Exercise prompt: Print every one of the records below word for word, changing nothing.

Exercise inputs:
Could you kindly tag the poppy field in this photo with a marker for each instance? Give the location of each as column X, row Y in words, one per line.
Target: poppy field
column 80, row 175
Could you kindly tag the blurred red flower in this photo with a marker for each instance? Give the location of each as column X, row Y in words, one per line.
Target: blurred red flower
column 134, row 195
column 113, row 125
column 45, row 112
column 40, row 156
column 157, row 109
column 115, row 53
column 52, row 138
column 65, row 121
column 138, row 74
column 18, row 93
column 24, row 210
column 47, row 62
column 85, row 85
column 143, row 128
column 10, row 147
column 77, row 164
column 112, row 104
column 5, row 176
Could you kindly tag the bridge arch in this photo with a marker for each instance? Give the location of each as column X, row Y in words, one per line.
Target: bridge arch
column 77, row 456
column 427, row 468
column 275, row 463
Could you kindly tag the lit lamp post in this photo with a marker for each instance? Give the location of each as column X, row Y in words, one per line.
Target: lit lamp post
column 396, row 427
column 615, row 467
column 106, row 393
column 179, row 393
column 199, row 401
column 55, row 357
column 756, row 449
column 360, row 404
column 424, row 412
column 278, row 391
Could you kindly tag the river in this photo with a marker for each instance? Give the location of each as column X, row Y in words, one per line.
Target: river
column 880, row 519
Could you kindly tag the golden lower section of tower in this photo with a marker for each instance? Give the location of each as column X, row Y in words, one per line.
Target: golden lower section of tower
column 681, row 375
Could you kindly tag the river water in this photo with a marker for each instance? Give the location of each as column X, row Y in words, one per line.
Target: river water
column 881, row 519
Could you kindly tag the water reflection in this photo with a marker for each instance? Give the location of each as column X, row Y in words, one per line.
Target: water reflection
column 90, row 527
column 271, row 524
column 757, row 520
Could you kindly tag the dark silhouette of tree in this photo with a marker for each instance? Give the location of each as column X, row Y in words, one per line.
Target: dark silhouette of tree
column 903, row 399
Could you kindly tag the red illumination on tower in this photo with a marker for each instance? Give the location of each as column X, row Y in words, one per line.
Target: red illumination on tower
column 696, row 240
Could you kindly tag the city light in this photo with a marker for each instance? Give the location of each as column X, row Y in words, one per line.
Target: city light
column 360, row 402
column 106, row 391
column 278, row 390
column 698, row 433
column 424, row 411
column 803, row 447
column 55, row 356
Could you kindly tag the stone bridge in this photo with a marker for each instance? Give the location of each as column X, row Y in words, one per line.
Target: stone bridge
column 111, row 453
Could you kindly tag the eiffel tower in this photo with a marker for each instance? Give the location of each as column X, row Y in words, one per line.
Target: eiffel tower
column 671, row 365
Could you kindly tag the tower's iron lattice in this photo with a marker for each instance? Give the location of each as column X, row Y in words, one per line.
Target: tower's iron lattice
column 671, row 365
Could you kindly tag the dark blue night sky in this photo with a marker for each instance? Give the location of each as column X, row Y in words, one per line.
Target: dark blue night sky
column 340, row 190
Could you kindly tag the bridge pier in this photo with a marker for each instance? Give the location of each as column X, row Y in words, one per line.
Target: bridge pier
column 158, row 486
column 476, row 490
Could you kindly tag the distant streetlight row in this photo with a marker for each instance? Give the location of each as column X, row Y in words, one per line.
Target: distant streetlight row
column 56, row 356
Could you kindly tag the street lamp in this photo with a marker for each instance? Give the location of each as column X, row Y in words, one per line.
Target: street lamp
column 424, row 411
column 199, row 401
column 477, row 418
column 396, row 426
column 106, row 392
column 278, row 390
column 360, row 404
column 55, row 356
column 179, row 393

Solution for this problem:
Could you kindly tag the poppy field in this photo with a marker for each instance? Give the location of each as column X, row Y in words, one per line.
Target: poppy field
column 80, row 175
Could you kindly tag the blurred red flower in this photo with a marker for each instance? Give the location of each as column X, row Y in words, one per line.
Target: blurred red flower
column 134, row 195
column 113, row 125
column 45, row 112
column 40, row 156
column 157, row 109
column 115, row 53
column 52, row 138
column 65, row 121
column 138, row 74
column 18, row 93
column 24, row 210
column 47, row 62
column 85, row 85
column 143, row 128
column 10, row 147
column 77, row 164
column 112, row 104
column 5, row 176
Could you kindly tag the bridge arch in this photo with a marker for each instance? Give the location of each as column X, row Y in words, one per line.
Target: bridge arch
column 77, row 456
column 427, row 468
column 275, row 463
Could you kindly tag the lit lamp post in this photo with a marker for each instance? Give the location of each as column X, row Y in words, one per line.
Target: lit lamp post
column 396, row 427
column 615, row 467
column 106, row 393
column 179, row 393
column 199, row 401
column 55, row 357
column 756, row 449
column 360, row 404
column 424, row 412
column 278, row 391
Could you kindly tag the river in this photo with a marker for each instance? Give the location of each as column X, row Y in words, one per line.
Target: river
column 880, row 519
Could you kindly tag the golden lower section of tower in this photo with a marker for each instance? Give the location of each as column X, row Y in words, one per line.
Target: golden lower section of tower
column 681, row 375
Could you kindly tag the river water in this photo with a marker for each instance? Give the location of each as column X, row Y in words, one per line.
Target: river water
column 881, row 519
Could you kindly tag the water reflection in this photo with a marker for each instance? Give the location of each as column X, row Y in words, one per line.
Target: water reflection
column 90, row 527
column 271, row 524
column 757, row 520
Could you kindly tag the dark silhouette of tree in this photo with a marker for each instance? Give the location of each as column X, row Y in words, one per line.
Target: dark silhouette of tree
column 903, row 399
Could you kindly tag the red illumination on tower in this photo with a marker for each instance? Give the location of each as column X, row Y in words, one per line.
Target: red illumination on tower
column 696, row 240
Could you kindly tag the city light in this photo with a marker for each instance? Give the location of each as column X, row Y in words, one per line.
Target: city light
column 360, row 402
column 106, row 391
column 278, row 390
column 698, row 433
column 424, row 411
column 803, row 447
column 55, row 356
Could you kindly tag the stone bridge in this photo with a marker for each instance? Give the location of each as column X, row Y in words, one per line.
Target: stone bridge
column 111, row 453
Could you kindly tag the eiffel tower in this photo with a marker for each instance? Give the location of each as column X, row Y in words, one per line.
Target: eiffel tower
column 671, row 365
Could you kindly tag the tower's iron lattice in this photo with a marker for each instance? Give the location of each as column X, row Y in words, one per line.
Target: tower's iron lattice
column 671, row 365
Could you kindly tag the dark blue night sky in this photo with a marker for each instance? Give the location of each as column X, row Y in words, one per line.
Target: dark blue night sky
column 340, row 190
Could you kindly tag the bridge pier in this photo with a marker for each instance? Give the location of each as column X, row Y in words, one per line.
Target: bridge pier
column 158, row 486
column 476, row 490
Could you kindly tag the distant streetlight row in this photo with a marker for each instance? Give the location of each as column X, row Y in words, one per line.
Target: distant streetlight row
column 56, row 356
Could you kindly tag the street lamp in this photo with a marker for each instance? Give the location of each as column X, row Y in words, one per line.
Target: street lamp
column 424, row 411
column 199, row 401
column 477, row 418
column 396, row 426
column 106, row 392
column 278, row 390
column 360, row 404
column 55, row 356
column 179, row 393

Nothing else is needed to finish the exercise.